╭─ GIVEN PASSAGE

When
the band Chicago released Color My World
in 1971, I was in 9th grade.
The languid cadence of the piano introduction was captivating and
beautiful. It’s been called the most
famous major seventh chord in the history of music, and it was — bar none — the
best slow-dance song of my generation.
One day in study hall I heard that chord being
played on the baby grand piano down in Coach Parker’s classroom. I went to see who was playing.
It
was a new kid – a shy young boy with jet-black locks that hung down in his eyes
as he played, totally lost in the music.
His name was Tommy Polk, and he’d picked the song out by ear. Feeling out of place, not knowing anyone and
not having an athletic bent, Tommy found refuge and release and friends through
music. Who doesn’t want to hang with the kid in the band?
“I
was never good at sports,” he says. “I was always on the sidelines and never
got any recognition. When I was about nine I took a guitar to class and played.
Everyone noticed. I was not on the sidelines; I was not overlooked or ignored.
I was hooked.”
When
he was old enough to drive, he took his guitar to a secluded spot on the bluff
where he would sit in the shade, the river a wide, shimmering ribbon down below
with the flat, Louisiana delta beyond. He
started writing songs — the first of hundreds.

╰─

* REQUIRED WORK
A - Repeat word for word the part of the passage about Tommy Polk that opens with the words containing "One day in study" and closes with "class and played.".
B - Summarize the passage about Tommy Polk in two sentences.
The data that follows has no connection to the passage about Tommy Polk.

╭─ EXCERPTED RECORDS

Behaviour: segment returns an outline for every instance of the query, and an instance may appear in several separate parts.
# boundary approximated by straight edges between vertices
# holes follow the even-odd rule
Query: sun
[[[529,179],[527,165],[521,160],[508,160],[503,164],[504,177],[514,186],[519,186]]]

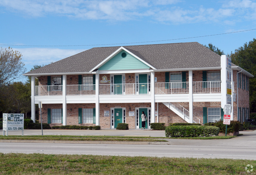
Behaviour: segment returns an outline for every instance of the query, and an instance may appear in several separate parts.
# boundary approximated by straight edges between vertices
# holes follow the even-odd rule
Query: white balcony
[[[221,82],[193,82],[193,93],[220,93]],[[155,94],[188,93],[188,82],[155,83]],[[100,84],[99,95],[141,95],[151,93],[151,84],[126,83]],[[67,85],[67,96],[95,95],[95,85]],[[62,96],[62,85],[36,86],[35,96]]]

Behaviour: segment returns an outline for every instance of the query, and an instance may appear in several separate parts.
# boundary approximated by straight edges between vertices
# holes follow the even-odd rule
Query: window
[[[220,119],[220,108],[208,108],[208,122],[215,123]]]
[[[52,109],[52,123],[61,123],[61,109]]]
[[[51,85],[53,86],[52,87],[53,90],[61,90],[62,85],[61,76],[52,76]]]
[[[93,109],[83,109],[83,123],[93,123]]]
[[[182,82],[181,73],[171,73],[170,75],[170,79],[171,87],[181,88],[181,82]]]
[[[84,76],[82,79],[83,90],[93,90],[93,77],[92,76]]]

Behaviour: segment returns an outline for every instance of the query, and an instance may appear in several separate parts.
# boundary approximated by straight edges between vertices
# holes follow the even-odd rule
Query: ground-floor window
[[[220,119],[220,108],[208,108],[208,122],[214,123]]]
[[[52,123],[61,123],[61,109],[52,109]]]
[[[83,109],[83,123],[93,123],[93,109]]]

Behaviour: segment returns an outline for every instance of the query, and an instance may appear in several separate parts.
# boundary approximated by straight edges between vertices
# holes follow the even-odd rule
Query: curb
[[[61,140],[1,140],[2,143],[74,143],[82,144],[111,144],[115,145],[167,145],[168,142],[122,142],[112,141],[68,141]]]

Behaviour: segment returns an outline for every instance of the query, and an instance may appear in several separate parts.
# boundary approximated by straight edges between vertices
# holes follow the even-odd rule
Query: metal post
[[[39,102],[39,106],[40,107],[40,116],[41,118],[41,128],[42,129],[42,136],[43,136],[43,123],[42,122],[42,109],[41,108],[41,102]]]

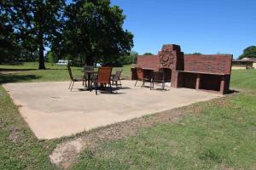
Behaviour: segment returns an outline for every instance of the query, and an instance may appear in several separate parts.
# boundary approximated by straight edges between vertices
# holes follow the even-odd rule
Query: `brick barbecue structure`
[[[184,54],[178,45],[164,45],[157,55],[140,55],[137,67],[151,68],[155,71],[169,70],[166,78],[173,88],[229,93],[231,73],[231,54]],[[137,79],[136,68],[131,79]]]

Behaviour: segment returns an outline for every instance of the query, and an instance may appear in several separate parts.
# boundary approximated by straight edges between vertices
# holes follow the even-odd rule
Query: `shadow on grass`
[[[0,71],[35,71],[38,69],[8,69],[8,68],[0,68]]]
[[[29,82],[30,80],[39,79],[40,76],[36,75],[13,75],[13,74],[1,74],[0,73],[0,84],[8,82]]]

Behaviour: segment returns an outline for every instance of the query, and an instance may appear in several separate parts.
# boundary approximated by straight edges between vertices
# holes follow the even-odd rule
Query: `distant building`
[[[253,69],[256,68],[255,58],[243,58],[241,60],[234,60],[232,61],[232,69]]]

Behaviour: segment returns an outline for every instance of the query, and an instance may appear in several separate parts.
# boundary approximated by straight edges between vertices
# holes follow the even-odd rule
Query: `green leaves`
[[[256,46],[250,46],[245,48],[243,54],[239,57],[239,59],[242,58],[256,58]]]
[[[109,0],[76,1],[67,7],[62,54],[84,55],[88,65],[117,59],[133,47],[133,35],[124,31],[125,16]],[[70,45],[72,44],[72,45]],[[68,47],[68,50],[67,50]]]

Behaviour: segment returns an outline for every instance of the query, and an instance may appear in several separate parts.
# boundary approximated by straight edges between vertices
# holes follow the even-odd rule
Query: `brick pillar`
[[[225,88],[225,76],[222,76],[220,81],[219,93],[224,94],[224,91],[225,91],[224,88]]]
[[[199,90],[201,88],[201,77],[200,74],[196,75],[196,82],[195,82],[195,89]]]
[[[172,80],[171,86],[172,88],[182,88],[183,87],[183,76],[181,72],[172,71]]]

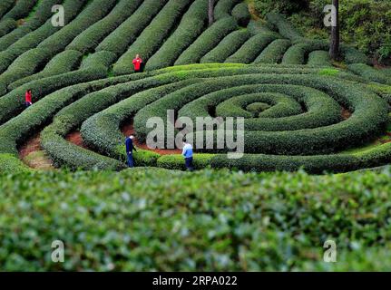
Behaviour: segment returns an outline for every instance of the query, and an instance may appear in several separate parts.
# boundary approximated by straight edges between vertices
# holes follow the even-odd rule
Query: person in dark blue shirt
[[[185,166],[189,171],[192,171],[193,169],[193,148],[191,144],[183,141],[182,156],[185,159]]]
[[[126,155],[128,156],[128,166],[130,168],[134,167],[133,150],[137,152],[137,150],[133,145],[133,140],[134,140],[134,136],[131,135],[127,137],[125,140]]]

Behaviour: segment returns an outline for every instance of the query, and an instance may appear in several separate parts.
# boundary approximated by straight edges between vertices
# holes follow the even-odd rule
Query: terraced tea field
[[[208,2],[1,1],[0,270],[389,269],[390,169],[372,169],[391,163],[390,69],[345,44],[332,62],[249,1],[216,1],[209,25]],[[149,121],[200,117],[236,118],[243,156],[215,127],[188,129],[213,148],[195,172],[148,146]]]
[[[207,0],[65,0],[65,25],[54,27],[57,1],[12,3],[0,7],[2,171],[123,169],[125,127],[142,148],[138,166],[183,169],[179,150],[144,144],[147,120],[167,110],[245,118],[244,157],[198,150],[197,169],[389,163],[389,72],[347,45],[344,69],[333,66],[327,41],[305,39],[279,14],[260,23],[246,4],[220,0],[208,27]],[[137,53],[145,72],[134,74]],[[24,110],[27,89],[34,105]]]

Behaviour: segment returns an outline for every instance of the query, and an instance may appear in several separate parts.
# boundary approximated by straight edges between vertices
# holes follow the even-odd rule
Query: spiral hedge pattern
[[[198,169],[319,173],[390,162],[391,143],[366,147],[387,133],[389,73],[350,46],[347,69],[337,69],[327,41],[305,39],[277,14],[250,20],[239,0],[218,1],[209,27],[207,0],[60,2],[64,27],[51,24],[58,1],[0,4],[0,171],[28,169],[18,151],[35,133],[57,167],[121,170],[122,126],[132,121],[145,141],[146,121],[168,110],[244,118],[244,157],[198,150]],[[132,73],[136,53],[144,73]],[[34,105],[24,110],[27,89]],[[66,140],[79,130],[86,148]],[[183,169],[181,155],[141,150],[135,160]]]

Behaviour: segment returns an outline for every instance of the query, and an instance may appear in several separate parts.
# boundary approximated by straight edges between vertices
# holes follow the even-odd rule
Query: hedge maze
[[[123,127],[142,143],[147,120],[168,110],[244,118],[243,158],[196,150],[197,169],[322,173],[390,163],[390,72],[348,45],[337,68],[327,40],[305,39],[277,14],[252,20],[238,0],[217,1],[210,26],[208,0],[61,2],[64,27],[51,24],[58,1],[0,4],[1,172],[32,169],[19,150],[37,134],[54,167],[122,170]],[[142,73],[133,73],[137,53]],[[34,105],[24,109],[27,89]],[[83,146],[68,140],[75,131]],[[134,157],[183,169],[179,154]]]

╰─

* TASK ANSWERS
A -
One day in study hall I heard that chord being
played on the baby grand piano down in Coach Parker’s classroom. I went to see who was playing.
It
was a new kid – a shy young boy with jet-black locks that hung down in his eyes
as he played, totally lost in the music.
His name was Tommy Polk, and he’d picked the song out by ear. Feeling out of place, not knowing anyone and
not having an athletic bent, Tommy found refuge and release and friends through
music. Who doesn’t want to hang with the kid in the band?
“I
was never good at sports,” he says. “I was always on the sidelines and never
got any recognition. When I was about nine I took a guitar to class and played.

B - In 1971, when the narrator was in ninth grade, a shy new student named Tommy Polk was heard playing the piano introduction to Chicago's "Color My World," which he had picked out by ear. Not athletic and feeling out of place, Tommy found refuge and friends through music, and once he could drive he took his guitar to a secluded spot on the bluff and began writing songs, the first of hundreds.